• What is asked
Reproduce the material verbatim, from the line containing "Task: locate the white cloud" to the line containing "445;180;504;194", both included.

BEGIN Given records

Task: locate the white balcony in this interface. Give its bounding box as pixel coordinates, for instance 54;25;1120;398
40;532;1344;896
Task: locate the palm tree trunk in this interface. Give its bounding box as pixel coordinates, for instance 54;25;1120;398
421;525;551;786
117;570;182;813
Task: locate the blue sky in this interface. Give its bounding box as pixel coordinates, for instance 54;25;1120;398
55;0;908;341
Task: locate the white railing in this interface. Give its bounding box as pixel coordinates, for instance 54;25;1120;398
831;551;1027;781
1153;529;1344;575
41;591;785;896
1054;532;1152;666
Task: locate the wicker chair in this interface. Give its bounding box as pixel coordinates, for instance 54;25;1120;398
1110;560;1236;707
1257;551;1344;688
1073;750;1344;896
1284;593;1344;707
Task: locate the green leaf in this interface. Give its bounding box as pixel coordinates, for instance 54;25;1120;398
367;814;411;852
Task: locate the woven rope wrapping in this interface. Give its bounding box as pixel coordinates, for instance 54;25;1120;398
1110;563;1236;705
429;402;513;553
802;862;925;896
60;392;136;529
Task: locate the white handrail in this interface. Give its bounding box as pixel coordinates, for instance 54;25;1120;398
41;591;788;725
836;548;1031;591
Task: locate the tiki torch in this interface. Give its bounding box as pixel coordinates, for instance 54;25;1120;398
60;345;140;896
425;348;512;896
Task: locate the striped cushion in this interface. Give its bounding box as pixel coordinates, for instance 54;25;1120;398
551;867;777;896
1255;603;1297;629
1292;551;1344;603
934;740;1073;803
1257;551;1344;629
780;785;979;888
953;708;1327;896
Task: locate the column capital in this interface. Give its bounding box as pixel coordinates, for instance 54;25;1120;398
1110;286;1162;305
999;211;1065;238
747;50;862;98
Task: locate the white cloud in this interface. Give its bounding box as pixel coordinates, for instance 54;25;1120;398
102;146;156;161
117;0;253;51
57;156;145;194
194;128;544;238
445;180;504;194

END Given records
BEGIN Given records

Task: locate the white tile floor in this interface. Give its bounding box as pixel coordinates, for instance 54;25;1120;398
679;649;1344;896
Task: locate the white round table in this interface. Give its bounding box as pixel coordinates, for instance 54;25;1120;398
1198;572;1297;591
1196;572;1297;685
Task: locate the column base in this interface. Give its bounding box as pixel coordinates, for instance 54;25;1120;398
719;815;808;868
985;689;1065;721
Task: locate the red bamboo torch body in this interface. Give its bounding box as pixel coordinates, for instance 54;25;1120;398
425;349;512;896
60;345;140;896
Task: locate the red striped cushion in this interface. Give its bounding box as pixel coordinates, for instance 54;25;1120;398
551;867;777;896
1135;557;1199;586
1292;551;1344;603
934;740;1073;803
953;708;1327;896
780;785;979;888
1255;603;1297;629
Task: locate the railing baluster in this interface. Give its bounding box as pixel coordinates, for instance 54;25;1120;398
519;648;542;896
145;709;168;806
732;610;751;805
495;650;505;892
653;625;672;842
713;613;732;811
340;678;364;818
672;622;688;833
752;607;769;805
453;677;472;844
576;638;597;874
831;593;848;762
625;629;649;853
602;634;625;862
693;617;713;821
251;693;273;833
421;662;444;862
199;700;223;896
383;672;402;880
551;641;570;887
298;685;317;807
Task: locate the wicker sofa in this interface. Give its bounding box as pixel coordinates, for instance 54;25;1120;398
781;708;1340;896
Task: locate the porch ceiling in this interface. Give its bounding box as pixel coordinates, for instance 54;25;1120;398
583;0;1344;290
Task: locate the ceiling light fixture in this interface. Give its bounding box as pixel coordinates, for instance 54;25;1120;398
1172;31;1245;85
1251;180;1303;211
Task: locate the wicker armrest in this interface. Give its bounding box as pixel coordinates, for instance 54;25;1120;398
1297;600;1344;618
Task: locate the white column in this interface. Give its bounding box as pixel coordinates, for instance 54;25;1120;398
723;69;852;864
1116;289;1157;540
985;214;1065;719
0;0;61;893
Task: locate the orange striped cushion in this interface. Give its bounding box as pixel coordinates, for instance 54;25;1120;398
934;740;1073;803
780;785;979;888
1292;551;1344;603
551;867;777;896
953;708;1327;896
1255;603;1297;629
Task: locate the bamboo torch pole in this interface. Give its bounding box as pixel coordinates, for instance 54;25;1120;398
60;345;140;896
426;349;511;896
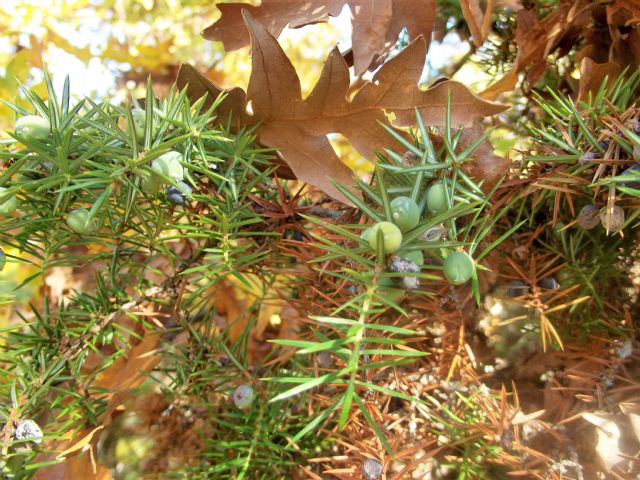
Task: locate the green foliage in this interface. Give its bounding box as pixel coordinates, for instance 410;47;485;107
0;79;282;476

END Given records

• Solution for this problem
Task: locate the white cloud in this interface. Give its bounding box as pixel coordinates, for instance 54;25;1120;398
102;146;156;161
117;0;253;51
57;156;145;194
194;128;544;238
445;180;504;194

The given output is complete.